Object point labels
— begin —

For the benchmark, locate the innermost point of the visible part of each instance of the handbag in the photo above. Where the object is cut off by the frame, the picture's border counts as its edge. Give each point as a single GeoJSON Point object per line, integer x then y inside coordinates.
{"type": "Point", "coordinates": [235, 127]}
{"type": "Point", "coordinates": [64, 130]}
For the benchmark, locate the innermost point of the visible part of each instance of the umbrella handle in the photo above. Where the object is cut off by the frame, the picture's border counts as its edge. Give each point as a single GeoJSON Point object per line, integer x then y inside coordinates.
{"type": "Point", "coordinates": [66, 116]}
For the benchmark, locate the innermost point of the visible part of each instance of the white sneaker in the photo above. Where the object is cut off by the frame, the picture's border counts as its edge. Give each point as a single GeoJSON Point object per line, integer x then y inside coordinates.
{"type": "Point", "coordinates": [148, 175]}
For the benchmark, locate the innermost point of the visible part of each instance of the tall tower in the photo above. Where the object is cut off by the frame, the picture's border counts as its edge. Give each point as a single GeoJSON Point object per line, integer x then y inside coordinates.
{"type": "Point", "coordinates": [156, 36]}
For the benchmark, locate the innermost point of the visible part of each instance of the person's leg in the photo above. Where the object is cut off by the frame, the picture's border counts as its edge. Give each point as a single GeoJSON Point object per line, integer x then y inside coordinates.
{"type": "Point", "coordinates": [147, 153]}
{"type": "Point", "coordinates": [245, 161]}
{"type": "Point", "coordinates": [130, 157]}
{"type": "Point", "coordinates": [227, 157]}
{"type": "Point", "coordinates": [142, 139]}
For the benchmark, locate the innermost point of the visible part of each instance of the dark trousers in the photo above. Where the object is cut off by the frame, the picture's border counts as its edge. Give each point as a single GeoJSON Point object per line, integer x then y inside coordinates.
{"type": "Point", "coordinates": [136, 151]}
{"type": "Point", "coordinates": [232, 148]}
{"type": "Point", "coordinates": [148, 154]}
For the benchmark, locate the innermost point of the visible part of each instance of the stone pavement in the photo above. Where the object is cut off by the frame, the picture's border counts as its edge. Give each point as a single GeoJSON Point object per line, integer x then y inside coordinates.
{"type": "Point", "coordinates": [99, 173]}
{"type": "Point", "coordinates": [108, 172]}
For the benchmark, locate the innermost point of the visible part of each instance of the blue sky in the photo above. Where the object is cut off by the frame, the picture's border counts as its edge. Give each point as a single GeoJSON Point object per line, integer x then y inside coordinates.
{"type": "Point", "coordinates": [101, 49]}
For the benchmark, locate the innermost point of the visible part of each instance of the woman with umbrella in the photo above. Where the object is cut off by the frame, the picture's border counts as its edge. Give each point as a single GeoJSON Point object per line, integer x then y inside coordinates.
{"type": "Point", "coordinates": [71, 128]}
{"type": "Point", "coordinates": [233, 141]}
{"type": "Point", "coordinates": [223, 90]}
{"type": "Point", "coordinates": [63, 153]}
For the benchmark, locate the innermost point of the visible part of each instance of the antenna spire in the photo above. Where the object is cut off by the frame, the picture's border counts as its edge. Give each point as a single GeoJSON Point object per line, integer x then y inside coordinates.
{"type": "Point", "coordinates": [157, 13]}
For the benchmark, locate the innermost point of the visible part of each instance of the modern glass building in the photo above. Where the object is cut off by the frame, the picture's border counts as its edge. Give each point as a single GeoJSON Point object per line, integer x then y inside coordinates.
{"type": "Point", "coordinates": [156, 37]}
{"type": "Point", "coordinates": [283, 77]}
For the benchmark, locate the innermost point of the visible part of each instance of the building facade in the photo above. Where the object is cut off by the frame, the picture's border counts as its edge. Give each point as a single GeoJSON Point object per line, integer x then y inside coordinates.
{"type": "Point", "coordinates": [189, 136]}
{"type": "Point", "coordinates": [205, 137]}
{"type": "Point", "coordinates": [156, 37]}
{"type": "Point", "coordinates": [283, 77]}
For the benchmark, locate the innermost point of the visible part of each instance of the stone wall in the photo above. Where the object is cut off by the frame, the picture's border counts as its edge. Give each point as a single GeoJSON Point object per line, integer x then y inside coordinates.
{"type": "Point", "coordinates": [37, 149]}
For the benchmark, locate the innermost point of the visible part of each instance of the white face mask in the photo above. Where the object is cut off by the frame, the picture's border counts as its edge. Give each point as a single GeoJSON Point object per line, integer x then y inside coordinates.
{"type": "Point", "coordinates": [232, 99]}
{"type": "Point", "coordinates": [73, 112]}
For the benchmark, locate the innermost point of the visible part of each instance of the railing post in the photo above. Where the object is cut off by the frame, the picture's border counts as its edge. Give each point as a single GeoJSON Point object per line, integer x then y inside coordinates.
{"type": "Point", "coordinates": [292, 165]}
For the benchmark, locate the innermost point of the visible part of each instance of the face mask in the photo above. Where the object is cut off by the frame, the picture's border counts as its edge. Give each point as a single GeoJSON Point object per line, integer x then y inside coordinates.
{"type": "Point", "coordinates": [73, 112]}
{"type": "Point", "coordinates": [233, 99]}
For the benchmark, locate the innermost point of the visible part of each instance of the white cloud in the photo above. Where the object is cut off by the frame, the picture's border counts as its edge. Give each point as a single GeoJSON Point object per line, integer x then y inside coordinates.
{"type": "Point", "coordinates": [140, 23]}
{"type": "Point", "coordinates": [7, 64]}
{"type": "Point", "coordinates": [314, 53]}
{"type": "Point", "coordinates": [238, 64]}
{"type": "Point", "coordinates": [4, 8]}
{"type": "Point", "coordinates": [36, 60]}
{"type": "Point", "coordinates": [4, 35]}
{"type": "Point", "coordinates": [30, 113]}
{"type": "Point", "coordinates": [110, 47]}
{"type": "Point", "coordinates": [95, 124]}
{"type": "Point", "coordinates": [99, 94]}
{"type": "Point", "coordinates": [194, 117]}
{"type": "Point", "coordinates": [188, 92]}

— end —
— begin —

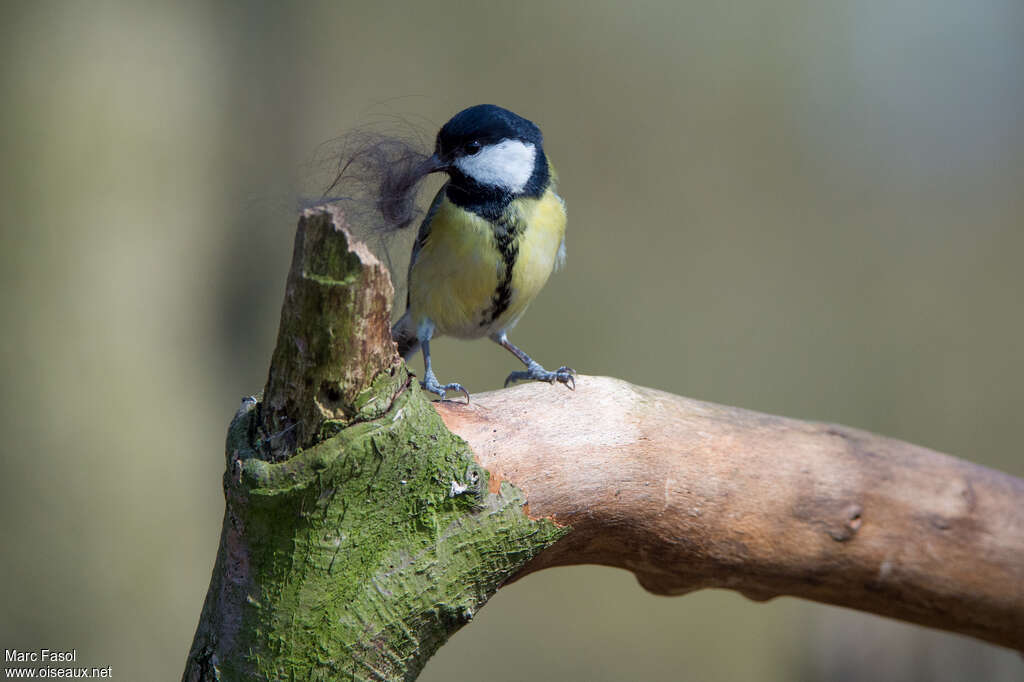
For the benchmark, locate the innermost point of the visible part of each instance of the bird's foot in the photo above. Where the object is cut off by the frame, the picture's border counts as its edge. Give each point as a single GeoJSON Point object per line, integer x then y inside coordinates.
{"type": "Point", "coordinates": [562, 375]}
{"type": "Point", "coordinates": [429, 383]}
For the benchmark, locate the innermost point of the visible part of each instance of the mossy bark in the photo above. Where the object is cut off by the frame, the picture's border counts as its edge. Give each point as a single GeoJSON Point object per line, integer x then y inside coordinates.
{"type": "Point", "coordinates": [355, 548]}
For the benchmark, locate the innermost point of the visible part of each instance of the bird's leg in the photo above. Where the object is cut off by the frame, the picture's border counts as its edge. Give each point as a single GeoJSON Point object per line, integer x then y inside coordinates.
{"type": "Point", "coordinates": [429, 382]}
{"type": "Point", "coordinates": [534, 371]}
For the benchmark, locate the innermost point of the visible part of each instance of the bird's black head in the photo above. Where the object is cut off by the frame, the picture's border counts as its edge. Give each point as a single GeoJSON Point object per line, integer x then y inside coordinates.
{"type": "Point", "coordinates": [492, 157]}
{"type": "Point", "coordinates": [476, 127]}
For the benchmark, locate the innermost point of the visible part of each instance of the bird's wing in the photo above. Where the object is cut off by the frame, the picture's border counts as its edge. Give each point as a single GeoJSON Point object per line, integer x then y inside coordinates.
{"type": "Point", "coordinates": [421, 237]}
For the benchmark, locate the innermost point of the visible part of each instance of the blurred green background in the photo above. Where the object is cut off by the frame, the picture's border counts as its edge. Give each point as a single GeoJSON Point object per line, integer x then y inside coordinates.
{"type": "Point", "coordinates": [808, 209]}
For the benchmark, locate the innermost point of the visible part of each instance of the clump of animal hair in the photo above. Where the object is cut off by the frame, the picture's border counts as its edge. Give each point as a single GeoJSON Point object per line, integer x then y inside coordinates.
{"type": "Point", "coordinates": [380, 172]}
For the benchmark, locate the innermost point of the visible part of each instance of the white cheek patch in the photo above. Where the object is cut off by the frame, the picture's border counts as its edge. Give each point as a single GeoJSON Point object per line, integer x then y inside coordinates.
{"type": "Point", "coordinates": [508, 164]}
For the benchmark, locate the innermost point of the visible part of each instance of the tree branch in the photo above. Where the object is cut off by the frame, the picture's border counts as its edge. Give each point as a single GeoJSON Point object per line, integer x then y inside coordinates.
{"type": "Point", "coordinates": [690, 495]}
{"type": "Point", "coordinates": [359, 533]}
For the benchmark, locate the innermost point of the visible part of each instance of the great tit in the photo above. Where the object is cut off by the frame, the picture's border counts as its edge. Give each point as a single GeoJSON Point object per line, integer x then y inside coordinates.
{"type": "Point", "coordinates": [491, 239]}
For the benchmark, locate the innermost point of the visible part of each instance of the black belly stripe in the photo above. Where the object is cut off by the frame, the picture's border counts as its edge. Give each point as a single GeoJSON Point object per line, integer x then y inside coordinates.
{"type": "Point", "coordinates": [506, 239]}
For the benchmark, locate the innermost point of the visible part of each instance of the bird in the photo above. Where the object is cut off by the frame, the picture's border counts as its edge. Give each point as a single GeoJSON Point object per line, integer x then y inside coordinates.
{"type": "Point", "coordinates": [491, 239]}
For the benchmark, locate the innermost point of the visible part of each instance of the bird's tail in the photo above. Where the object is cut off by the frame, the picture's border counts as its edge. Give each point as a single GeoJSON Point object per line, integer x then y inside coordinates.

— end —

Pull out every line of the items that contains the string "mask" and copy each one.

For the benchmark, locate the innermost point of the visible part of each instance of the white face mask in the photo above. Where the object is cut off by the frame, the picture's border counts as its edge. Give each point as a single GeoJSON Point object per line, integer x then y inside coordinates.
For the benchmark, locate the innermost point of the visible part of each instance of the face mask in the photo above. Where the object is cut off by the frame, the picture's border counts as its edge. Give each point as a single GeoJSON Point object per line, integer x then y inside coordinates.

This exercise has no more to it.